Bereits vorher bestand auf dem rechten Weserufer, hundert Meter
flussabwärts, ein altes Dorf gleichen Namens, das bereits 1153
urkundlich erwähnt wird und um 1400 wüst war. Wesentliche Teile des
Dorfes, so das Kloster, wurden kurz nach der Stadtgründung auf das
linke Weserufer verlagert.
Um
die Wende vom 13. zum 14. Jahrhundert erscheinen Neubürger unter dem
Namen von Rintelen in Herford, Lemgo, Hannover und Minden. Ob sie
gleichen Stammes sind, lässt sich aus den Urkunden nicht ermitteln.
Sie kamen ursprünglich aber wohl alle aus der damals keine tausend
Einwohner zählenden Stadt Rinteln. Da sie alle in den Städten, in
denen sie zugezogen waren, dem Patriziat angehörten und alsbald im
Rat vertreten waren, ist zu vermuten, dass sie auch in Rinteln
bereits einer "oberen Schicht" angehörten.
Bis
auf die Hannoverschen von Rintelen, deren Nachkommen über Lübeck
mit der Hanse ins Baltikum wanderten und heute unter dem Namen von
Renteln in der Welt zerstreut leben, sind Nachkommen der aus anderen
Städten stammenden von Rintelen nicht mehr anzutreffen. Entweder
sind die Stämme in der männlichen Linie ausgestorben oder sie haben
ihren Namen gewechselt.
Was
unsere Vorfahren bewogen hat, nach Herford zu ziehen, wissen wir
nicht. Waren es bessere Entwicklungsmöglichkeiten für eine
Kaufmannsfamilie, die sie mit großer Wahrscheinlichkeit war, oder
wurden sie von der Fürstäbtissin zu Herford als Ministerialen nach
dort geholt, wir haben noch keine Anhaltspunkte. Der Stern, den sie
im Wappen führten, könnte auf eine Beziehung zu den Grafen von
Sternberg deuten, die selbst den Stern als Wappenbild hatten. Die
Sternberger besaßen bis 1281 und dann wieder ab 1303 Vogtei und
Gericht in Herford und auch die Schirmherrschaft über einige
Herforder Höfe, so den Hof Oldenherforde. Waren sie mit einer
Funktion der Sternberger nach Herford gezogen? Beamte übernahmen im
Siegel das Wappenbild ihres Herrn, weil sie ja in dessen Auftrag
handelten.
Kurz
nach 1300 treten in den Herforder Pergamenten gleichzeitig Albert und
Ludolf von Rintelen auf. Albert war mit Markingtorpe belehnt und
wirkte in der Altstadt Herford, die vermutlichen Söhne von Ludolf
hatten Schoren als Lehen. Wilhelm v. Rintelen hat sie als die
"Markingtorper" bzw. "Schorener" bezeichnet.

══════

▶ _Aufgaben_
[a] Zähle alle Städte auf, in denen laut dem Lesetext oben um die Wende vom 13. zum 14. Jahrhundert Neubürger unter dem Namen von Rintelen erscheinen.
[b] Beantworte anhand des Lesetextes oben die folgenden Fragen:
(i) In welchem Jahr wird das alte Dorf auf dem rechten Weserufer urkundlich erwähnt?
(ii) Unter welchem Namen leben die Nachkommen der Hannoverschen von Rintelen heute?
(iii) Womit war Albert von Rintelen belehnt?

▶ _Vorliegende Daten_
══════

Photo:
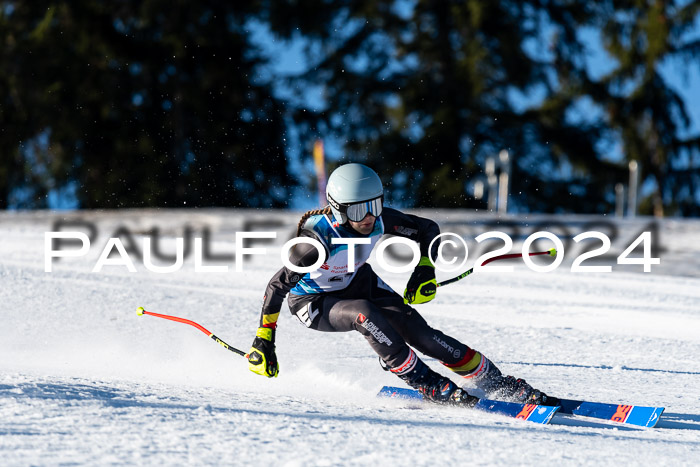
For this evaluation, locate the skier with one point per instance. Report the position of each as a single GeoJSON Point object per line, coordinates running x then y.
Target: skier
{"type": "Point", "coordinates": [333, 299]}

══════

▶ _Lösungen in Reihenfolge_
[a] Herford, Lemgo, Hannover, Minden

[b]
(i) 1153
(ii) von Renteln
(iii) mit Markingtorpe